_Reading passage_
══════════
I've noticed this on HN for genetics- and especially evolution-related topics. Many commenters here confidently state as fact things which turn out to be dead wrong. If your knowledge of evolution is limited to having read 'The Selfish Gene', you should be aware that you likely carry several misconceptions and also have many large gaps in your knowledge.

It turns out that, although possibly a virtue when programming, hubris can easily lead you astray if you're outside your field of expertise. Humility is more useful in these situations.

I am sure that this holds true for many other topics; it should give us all pause before we accept statements as true just because they sound agreeable to us, or before we regurgitate opinions whose veracity we're not in a position to verify.

Incidentally, I've also spotted this on the TV show QI, many of whose clever 'facts' are misleading at best or just plain incorrect.

There are three options when you disagree with something on on HN.

  It's Wrong.
  It's Correct, and you are mistaken.
  It's Correct, but poorly communicated.
IMO, the poorly communicated issue shows up far more than most people assume. I have seen several discussion between two experts go X, that's wrong Y, that's not true X(1)... then after 10 posts they end up agreeing that X ~= Y if Z.

PS: This is also far worse on the softer ends of hard science. Diet, Economics, Climate, Astronomy, and Evolution all suffer from studying complex things with limited ability to experiment.
══════════
_Your task_
Extend the discussion of confident but mistaken claims on Hacker News, picking up after its last sentence. The lines after this text have no connection to it.
══════════
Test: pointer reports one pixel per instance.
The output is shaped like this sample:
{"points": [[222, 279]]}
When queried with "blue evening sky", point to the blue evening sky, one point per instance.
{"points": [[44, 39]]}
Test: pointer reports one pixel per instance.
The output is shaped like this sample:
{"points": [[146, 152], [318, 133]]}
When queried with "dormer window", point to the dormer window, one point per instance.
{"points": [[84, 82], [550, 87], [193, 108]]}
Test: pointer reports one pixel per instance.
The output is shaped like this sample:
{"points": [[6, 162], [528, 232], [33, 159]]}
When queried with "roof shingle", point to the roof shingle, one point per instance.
══════════
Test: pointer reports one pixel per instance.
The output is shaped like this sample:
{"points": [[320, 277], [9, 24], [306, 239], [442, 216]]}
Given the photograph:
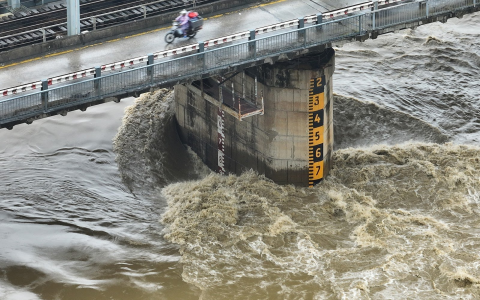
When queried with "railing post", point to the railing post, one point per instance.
══════════
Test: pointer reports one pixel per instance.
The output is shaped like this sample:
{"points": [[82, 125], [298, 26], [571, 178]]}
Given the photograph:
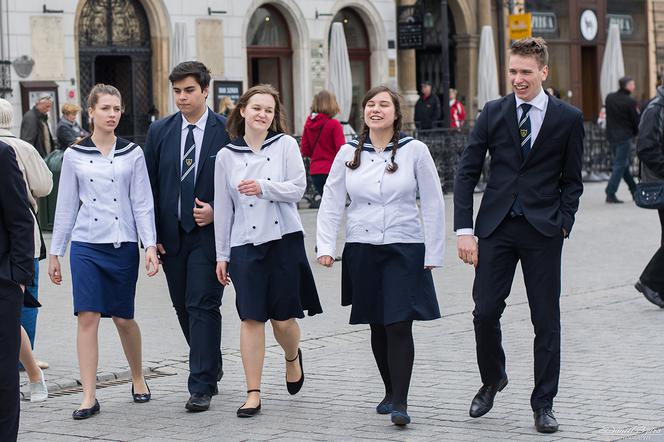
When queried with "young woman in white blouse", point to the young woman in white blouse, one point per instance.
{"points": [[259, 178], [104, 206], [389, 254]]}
══════════
_Exercise output_
> If your knowledge of evolution is limited to having read 'The Selfish Gene', you should be aware that you likely carry several misconceptions

I know this is veering wildly offtopic, but when I see misconceptions about evolution on HN, they're usually not being displayed by people with too rudimentary a science background, it's mostly people with an altogether unscientific background such as creationism or other religious and philosophical ideas that are in conflict with factual information.

> Incidentally, I've also spotted this on the TV show QI, many of whose clever 'facts' are misleading at best or just plain incorrect.

I'm not familiar with that show, but that's a common problem in science journalism now, and it's not even confined to "popular" science anymore either. Maybe it's always been that way, and I just notice it more nowadays.

> For several domains I know something about, the comments here are painfully misguided and just bad

There is also a lot of the opposite - but just as bad - phenomenon going on: I believe shouting out unreflected gotcha!-style rebuttals to comments has become somewhat of a sport around here, to the point where I sometimes wonder if misunderstanding the original comment was maybe an intentional act.

> misunderstanding the original comment was maybe an intentional act

Some people scan comments looking for specific things that conflict with some narrative they're promoting, usually with regards to a product. They will:

* only reply to comments that are going to be seen by many people, e.g. those near the top, at certain times of the day, within a certain time of being posted

* write the reply in the shortest amount of time

* write a reply that deflects attention away from the original comment, irrespective of whether that reply makes any sense

(comment deleted)
To me, this is basic credibility, not anything special. people will trust you less if you mess up the things they know something about, rightly so.
Yeah, I don't know what the term is, either. But I learned the lesson early on. Even amongst those in the know, reserve accepting the words as truth as even knowledge people don't know when to quit when they reach the perimeter of their ignorance.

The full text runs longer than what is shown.